What to work on: Character for character, write out the data below.

(Items from a dataset)
━━━━━━━━━━

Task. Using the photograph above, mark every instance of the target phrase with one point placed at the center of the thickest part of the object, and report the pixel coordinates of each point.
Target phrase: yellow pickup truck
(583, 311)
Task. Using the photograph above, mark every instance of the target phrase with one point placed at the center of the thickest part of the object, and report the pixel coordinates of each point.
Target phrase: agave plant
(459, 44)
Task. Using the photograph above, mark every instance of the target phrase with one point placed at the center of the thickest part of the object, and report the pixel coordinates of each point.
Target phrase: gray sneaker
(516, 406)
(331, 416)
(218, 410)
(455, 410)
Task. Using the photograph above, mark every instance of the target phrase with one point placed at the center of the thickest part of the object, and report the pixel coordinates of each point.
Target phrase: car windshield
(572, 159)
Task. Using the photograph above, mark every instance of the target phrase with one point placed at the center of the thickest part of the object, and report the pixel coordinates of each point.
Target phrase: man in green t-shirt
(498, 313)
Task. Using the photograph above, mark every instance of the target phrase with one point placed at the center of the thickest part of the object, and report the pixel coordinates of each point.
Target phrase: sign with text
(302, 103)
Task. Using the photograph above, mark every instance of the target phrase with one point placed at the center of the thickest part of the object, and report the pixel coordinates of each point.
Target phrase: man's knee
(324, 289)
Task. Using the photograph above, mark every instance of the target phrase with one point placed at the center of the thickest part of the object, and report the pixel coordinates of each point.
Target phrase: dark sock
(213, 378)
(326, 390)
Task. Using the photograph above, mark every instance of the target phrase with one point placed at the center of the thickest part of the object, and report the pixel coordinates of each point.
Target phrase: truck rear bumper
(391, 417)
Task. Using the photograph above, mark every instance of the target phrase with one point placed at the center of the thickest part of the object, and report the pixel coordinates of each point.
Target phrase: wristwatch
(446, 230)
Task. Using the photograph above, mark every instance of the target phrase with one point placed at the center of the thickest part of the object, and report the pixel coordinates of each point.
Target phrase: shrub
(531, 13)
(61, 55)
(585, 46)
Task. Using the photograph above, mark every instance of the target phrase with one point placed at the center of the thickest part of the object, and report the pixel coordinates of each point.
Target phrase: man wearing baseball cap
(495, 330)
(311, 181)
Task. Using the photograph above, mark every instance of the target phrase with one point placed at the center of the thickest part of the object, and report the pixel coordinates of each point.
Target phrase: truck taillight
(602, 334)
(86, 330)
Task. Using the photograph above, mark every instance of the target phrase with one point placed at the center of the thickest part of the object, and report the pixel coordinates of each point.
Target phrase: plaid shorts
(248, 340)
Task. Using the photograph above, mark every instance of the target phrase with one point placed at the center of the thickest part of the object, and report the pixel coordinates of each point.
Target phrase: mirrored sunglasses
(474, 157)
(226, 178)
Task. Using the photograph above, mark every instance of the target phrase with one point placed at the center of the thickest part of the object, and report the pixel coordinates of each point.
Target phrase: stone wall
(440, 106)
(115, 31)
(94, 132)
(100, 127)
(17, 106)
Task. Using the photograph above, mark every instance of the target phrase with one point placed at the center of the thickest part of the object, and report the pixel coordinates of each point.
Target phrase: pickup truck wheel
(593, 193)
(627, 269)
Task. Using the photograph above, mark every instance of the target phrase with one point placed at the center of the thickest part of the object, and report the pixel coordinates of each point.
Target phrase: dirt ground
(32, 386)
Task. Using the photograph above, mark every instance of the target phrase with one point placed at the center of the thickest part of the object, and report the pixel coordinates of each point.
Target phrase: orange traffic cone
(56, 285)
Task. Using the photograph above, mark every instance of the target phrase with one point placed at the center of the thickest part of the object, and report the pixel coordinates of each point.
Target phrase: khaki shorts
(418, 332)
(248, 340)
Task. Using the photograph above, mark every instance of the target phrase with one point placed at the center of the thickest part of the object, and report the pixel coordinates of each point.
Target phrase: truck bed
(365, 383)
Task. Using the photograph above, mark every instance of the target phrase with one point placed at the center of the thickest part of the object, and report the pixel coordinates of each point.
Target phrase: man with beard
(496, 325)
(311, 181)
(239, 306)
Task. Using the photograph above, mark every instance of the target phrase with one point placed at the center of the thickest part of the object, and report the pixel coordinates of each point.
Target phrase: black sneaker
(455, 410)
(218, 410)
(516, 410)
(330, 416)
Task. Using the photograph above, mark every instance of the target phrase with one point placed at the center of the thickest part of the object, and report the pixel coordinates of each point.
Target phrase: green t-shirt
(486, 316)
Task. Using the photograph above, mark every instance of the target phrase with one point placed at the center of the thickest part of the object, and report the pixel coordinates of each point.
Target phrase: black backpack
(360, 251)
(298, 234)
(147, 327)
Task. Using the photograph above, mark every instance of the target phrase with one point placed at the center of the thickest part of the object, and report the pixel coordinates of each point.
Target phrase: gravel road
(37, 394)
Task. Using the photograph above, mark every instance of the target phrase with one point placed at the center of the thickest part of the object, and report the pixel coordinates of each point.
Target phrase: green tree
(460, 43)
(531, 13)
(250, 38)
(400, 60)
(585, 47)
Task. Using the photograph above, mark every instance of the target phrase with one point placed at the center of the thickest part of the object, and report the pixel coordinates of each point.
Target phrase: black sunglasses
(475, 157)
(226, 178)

━━━━━━━━━━

Output for this task:
Task. Using the photograph above, mark every instance of the target phrase with one point placed at the center of the thickest part of the object, and report the pixel coordinates of each point.
Target phrase: yellow pickup truck
(583, 311)
Task. Using the photograph above, mark every instance of the target phrase with one point placed at the center of the thickest part of the object, and report the pixel coordinates of each point.
Target phrase: agave plant
(459, 44)
Task. Using the photograph above, mark every instance of the target phrase with one point placed at the center of the thickest part of the object, and report the pixel coordinates of each point.
Target phrase: gray sneaker
(516, 406)
(331, 416)
(218, 410)
(455, 410)
Task. Using the photograph above, mark every instance of the target phrase with one point placed at the center of the thickest part of the object, and report the pixel coordinates of each point.
Target phrase: car windshield
(572, 159)
Task. Using the photograph above, mark every instance of the target phrase with one point placed at the center of the thickest part of the object, and report the pixel coordinates of each point.
Target phrase: man in green t-shirt
(498, 313)
Task. Using the photograph above, mark every instance of the target phrase with one point placed at the center of the thickest part of the object, and report the pixel coordinates of each point.
Target phrase: sign with text
(302, 103)
Task. Using the photograph above, mark every instance of the target phrase with one point placed at the center of the thickest part of the object, and report the pixel coordinates of each point.
Target phrase: man's knee
(324, 289)
Task. Using the photograph above, mark every instance of the target phrase with one point placed at the center of the thickest part of the object, and report the pixel coordinates of each point.
Target phrase: dark sock
(213, 378)
(326, 390)
Task. Using the photograph above, mark every instance of the target phrase with one point placed at the center of the thickest part of the object, and report the pixel coordinates of each point.
Target phrase: truck rear bumper
(391, 417)
Task. Using the photograph above, mark every instance of the target phrase with one point placed at the center of the thickest part of the object, and report the pixel coordinates of each point.
Target phrase: wristwatch
(446, 230)
Task. Using the photograph above, mark every instance of the target phrase with one point placed at the center of the thickest part of the object, and report the pixel coordinates of each point.
Target phrase: shrub
(531, 13)
(61, 55)
(585, 46)
Task. Using the photograph above, mark every instance of the target phrase with one point placed at the center of the thickest part of the object, and report the pixel coordinates of each point.
Target phrase: man wearing baseball cap
(495, 330)
(311, 181)
Task. Using the photograph above, mark every instance of the target phrase with one point placed at the center of the thickest part of the object, and report the pixel coordinates of each point.
Target phrase: truck taillight
(602, 334)
(86, 330)
Task. Using the photograph above, mark every instance of the target phrase with one point placed at the center of the thickest part of the object, and report the pixel coordinates of each point.
Target phrase: plaid shorts
(248, 340)
Task. Using the photograph above, mark every instance of the target phrase with one point placed at the center of the thickest part of the object, and report the pixel coordinates of each point.
Target phrase: mirrored sunglasses
(474, 157)
(226, 178)
Task. Using the photograph above, mark every instance of the target phrase with one point placed at the center of the thickest part of the object, and report the pixel coordinates of each point.
Target phrase: stone wall
(440, 106)
(115, 31)
(94, 132)
(100, 127)
(17, 106)
Task. Using the photograph above, mark every instance of the target phrase with one point placed at the center of the thickest part of the object, and report the pixel coordinates of each point.
Target phrase: pickup truck wheel
(593, 193)
(627, 269)
Task. Using the photograph above, mark every instance of the target phrase with one point placed at the center of the thickest part of the object, and report the pixel coordinates of each point.
Target phrase: dirt ground
(32, 386)
Task. Using the photograph above, mark every instance of the target phrase with one point placed at the center of the thickest part of the object, and report the pixel coordinates of each point.
Target phrase: orange traffic cone
(56, 285)
Task. Using the photograph above, mark every instance of the target phrase with one point placed at the center of the thickest part of the object, and report the pixel coordinates of each point.
Target phrase: khaki shorts
(418, 332)
(248, 340)
Task. Using the photograph above, mark every instance of the target phrase with one point placed at the center of the thickest part of the object, and report the pixel coordinates of each point.
Target phrase: truck bed
(365, 383)
Task. Using the photograph above, mark every instance of the target phrase with one point placed at the center of the thickest part of the object, and report the pixel coordinates of each point.
Target phrase: man with beard
(496, 325)
(311, 181)
(239, 306)
Task. Using the photograph above, mark every instance of the target phrase with one point placed at the center of the thickest part of the object, and report the pixel coordinates of each point.
Target phrase: black sneaker
(455, 410)
(218, 410)
(516, 410)
(330, 416)
Task. Using the photograph above, mark every instance of the target phrase with one point placed at the center of the thickest part of the object, and report the pixel coordinates of each point.
Target phrase: green t-shirt
(486, 316)
Task. Using the photograph above, mark every instance of the target phrase with one point placed at the center of the thickest part of the object, and report the pixel coordinates of each point.
Target phrase: black backpack
(360, 251)
(298, 234)
(147, 327)
Task. Using the photograph above, mark every instance of the target phrase with one point placed at the center of the thickest part of the object, and report the pixel coordinates of each point.
Target phrase: gravel road
(37, 394)
Task. Using the photograph above, mark every instance of the target phrase with one point placed at the center of the thickest part of the object, and report the pixel coordinates of each point.
Target phrase: green tree
(460, 43)
(531, 13)
(250, 38)
(400, 60)
(585, 47)
Task. Using the photograph above, mark every instance of the target phrase with one point placed at the center of the thickest part of the object, and report the pixel coordinates of each point.
Target phrase: black sunglasses
(475, 157)
(226, 178)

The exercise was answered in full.